- TASK DESCRIPTION -
Nothing but a verbatim copy of the data, minus the images, should be returned.

- Stored data entries -
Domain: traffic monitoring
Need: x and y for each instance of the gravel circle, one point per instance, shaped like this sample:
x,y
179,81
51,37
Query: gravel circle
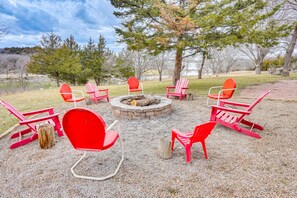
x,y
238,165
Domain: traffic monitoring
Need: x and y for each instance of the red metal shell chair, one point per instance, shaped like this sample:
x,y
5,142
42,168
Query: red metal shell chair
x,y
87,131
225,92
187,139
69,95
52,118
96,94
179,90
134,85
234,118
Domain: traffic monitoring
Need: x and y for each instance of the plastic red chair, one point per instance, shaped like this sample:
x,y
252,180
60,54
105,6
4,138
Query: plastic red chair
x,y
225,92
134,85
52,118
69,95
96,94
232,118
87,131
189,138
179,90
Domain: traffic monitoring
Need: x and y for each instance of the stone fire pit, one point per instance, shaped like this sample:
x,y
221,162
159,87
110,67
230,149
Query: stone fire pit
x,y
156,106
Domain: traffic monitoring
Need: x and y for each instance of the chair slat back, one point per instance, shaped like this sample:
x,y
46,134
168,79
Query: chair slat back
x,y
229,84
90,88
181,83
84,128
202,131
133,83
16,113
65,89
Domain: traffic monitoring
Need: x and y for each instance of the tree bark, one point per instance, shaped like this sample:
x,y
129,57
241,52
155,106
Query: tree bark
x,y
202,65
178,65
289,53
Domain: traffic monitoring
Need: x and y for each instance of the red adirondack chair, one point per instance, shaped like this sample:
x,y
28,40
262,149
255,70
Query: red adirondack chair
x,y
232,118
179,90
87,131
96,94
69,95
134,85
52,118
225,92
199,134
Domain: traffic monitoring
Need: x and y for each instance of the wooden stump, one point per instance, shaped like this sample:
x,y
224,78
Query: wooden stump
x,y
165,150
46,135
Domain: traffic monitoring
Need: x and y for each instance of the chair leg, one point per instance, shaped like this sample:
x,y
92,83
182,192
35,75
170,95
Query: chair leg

- YOUR RESPONSE -
Domain: traffic monitoring
Need: x and y for each instance of the gravel circle, one point per instance, shaped like this sample:
x,y
179,81
51,37
Query: gravel circle
x,y
238,165
Domain: traffic monitoring
Need: x and y for each instance of the red metal shell chair, one point per instance, shaped like this sample:
x,y
5,142
42,168
Query: red metal shell chair
x,y
87,131
225,92
187,139
69,95
52,118
96,94
179,90
134,85
234,118
Domain: traffic monitoring
Need: x and y for each instance of the plastic red chair, one point per instance, shaped like this sample:
x,y
252,180
60,54
105,6
4,138
Query: plastic red chair
x,y
225,92
134,85
52,118
69,95
96,94
232,118
87,131
189,138
179,90
Domain: traffic monitoring
Need: x and y for each instance of the stone fire pit, one point per instance, shaped like this sample:
x,y
221,162
159,87
110,67
230,149
Query: stone fire pit
x,y
156,106
Domain: traffic monitoring
Need: x and y for each instance of the chair slat back, one point per instance, shaped like this sample:
x,y
46,134
168,79
Query: chair slat back
x,y
229,84
90,88
181,83
84,128
202,131
133,83
16,113
65,89
Domain: traffic monitoring
Need: x and y for each instance of the tree bark, one point per instance, shaped like this sample:
x,y
129,57
241,52
155,106
Query: tree bark
x,y
202,65
178,65
289,53
Domain: traffic monitoring
Need: x and y for each instance of the red adirondack chair, one point per instance, shaped like this sample:
x,y
28,40
262,149
255,70
Query: red adirondack chair
x,y
232,118
179,90
87,131
96,94
69,95
134,85
52,118
225,92
199,134
Domain: traffic monitoring
Need: x and y for each instance of the wooden stump, one point per instance, shaped like this sample:
x,y
224,78
Query: wooden stump
x,y
165,150
46,135
Domain: traffic monitoring
Need: x and y for each instance of the chair leg, one point per instance, shaped like this sample:
x,y
92,83
182,192
35,75
170,95
Query: chair leg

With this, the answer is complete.